WHAT YOU ARE ASKED TO DO: Which lines in the listing below contain the string "sidewalk"? Select each of them and copy it out, treating uppercase and lowercase as different.

RECORDS FOR THIS TASK:
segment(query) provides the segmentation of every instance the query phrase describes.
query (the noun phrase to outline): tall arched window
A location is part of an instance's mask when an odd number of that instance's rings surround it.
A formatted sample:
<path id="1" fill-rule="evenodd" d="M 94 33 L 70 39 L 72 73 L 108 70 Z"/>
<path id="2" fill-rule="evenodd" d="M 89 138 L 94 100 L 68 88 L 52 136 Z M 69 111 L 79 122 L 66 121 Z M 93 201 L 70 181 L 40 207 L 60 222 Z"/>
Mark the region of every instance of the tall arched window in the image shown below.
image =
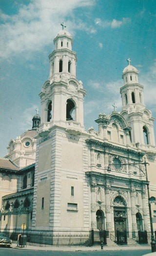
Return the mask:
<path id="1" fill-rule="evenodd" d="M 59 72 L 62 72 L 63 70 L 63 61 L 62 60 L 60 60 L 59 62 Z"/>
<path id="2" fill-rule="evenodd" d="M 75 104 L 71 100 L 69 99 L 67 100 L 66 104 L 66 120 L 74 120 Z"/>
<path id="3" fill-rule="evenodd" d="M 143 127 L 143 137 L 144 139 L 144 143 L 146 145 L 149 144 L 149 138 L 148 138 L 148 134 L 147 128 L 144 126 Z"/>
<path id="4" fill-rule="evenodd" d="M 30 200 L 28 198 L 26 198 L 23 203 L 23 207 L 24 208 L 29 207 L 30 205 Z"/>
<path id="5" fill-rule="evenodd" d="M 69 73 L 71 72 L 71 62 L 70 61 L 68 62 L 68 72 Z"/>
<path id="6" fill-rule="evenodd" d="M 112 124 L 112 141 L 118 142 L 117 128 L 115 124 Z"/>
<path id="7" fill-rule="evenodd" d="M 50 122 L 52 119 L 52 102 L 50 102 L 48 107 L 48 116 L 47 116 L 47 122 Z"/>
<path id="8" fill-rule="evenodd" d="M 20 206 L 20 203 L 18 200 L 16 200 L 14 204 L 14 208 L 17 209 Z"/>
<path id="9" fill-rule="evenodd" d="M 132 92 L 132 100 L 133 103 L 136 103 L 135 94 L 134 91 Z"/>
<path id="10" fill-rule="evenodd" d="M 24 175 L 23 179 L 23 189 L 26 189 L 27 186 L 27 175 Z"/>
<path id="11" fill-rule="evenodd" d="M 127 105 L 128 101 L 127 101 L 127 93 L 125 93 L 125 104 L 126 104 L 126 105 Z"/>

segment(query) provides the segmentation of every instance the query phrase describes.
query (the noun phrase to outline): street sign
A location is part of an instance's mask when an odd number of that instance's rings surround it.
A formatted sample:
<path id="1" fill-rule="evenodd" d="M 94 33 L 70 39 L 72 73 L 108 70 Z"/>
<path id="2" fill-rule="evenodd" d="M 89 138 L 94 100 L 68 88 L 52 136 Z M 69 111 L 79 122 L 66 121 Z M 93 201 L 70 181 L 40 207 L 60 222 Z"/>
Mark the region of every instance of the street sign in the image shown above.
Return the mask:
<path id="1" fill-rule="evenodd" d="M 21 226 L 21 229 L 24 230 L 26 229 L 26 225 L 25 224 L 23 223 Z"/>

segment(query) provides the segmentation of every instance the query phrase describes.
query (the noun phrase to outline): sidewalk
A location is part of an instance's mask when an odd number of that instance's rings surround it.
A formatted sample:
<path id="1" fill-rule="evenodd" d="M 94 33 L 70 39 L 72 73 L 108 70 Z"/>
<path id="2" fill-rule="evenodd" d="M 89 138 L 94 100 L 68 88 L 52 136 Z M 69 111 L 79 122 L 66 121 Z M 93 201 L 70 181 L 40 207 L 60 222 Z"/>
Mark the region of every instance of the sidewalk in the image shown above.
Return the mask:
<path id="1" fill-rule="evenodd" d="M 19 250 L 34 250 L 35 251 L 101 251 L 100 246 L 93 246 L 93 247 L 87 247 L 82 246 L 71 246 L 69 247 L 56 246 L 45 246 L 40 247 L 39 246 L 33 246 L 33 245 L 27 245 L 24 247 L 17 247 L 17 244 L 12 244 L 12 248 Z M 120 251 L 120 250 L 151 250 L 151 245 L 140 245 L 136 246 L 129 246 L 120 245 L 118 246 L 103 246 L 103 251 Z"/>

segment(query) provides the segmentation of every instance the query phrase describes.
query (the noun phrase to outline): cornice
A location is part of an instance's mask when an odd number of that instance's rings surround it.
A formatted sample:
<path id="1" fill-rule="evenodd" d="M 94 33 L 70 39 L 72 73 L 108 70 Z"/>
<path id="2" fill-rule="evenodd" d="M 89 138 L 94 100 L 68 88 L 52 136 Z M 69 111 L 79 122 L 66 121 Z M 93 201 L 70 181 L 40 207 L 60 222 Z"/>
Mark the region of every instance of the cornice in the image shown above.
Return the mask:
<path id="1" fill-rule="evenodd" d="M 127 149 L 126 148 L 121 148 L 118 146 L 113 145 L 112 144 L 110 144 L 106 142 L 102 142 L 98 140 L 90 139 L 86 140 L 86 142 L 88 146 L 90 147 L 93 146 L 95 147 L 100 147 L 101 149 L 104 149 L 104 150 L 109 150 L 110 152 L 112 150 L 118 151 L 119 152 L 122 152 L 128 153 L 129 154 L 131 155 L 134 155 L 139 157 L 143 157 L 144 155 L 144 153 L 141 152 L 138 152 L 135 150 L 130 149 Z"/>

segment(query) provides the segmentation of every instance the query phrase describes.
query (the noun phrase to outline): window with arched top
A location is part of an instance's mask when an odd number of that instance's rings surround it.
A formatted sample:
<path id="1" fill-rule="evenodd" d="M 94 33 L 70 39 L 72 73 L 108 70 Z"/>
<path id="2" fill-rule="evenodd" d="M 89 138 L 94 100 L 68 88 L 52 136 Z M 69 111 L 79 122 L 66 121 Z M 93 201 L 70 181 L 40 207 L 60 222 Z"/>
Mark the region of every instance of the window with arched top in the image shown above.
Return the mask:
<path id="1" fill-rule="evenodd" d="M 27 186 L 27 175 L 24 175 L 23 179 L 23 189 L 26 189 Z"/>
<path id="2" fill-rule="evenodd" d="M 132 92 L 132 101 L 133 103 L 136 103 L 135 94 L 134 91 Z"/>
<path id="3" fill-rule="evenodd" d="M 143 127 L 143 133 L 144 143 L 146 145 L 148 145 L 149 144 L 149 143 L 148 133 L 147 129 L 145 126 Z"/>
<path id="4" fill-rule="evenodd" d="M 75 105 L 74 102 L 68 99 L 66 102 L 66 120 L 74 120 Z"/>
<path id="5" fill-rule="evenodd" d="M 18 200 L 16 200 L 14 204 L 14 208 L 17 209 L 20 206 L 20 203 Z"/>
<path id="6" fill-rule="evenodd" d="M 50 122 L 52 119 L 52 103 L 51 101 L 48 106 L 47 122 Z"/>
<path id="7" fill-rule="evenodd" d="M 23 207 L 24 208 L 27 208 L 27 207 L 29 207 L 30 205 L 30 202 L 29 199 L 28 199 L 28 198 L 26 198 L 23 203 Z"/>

WRITTEN SOLUTION:
query (the noun phrase to outline): sidewalk
Mark the region of every instance of the sidewalk in the image shown above.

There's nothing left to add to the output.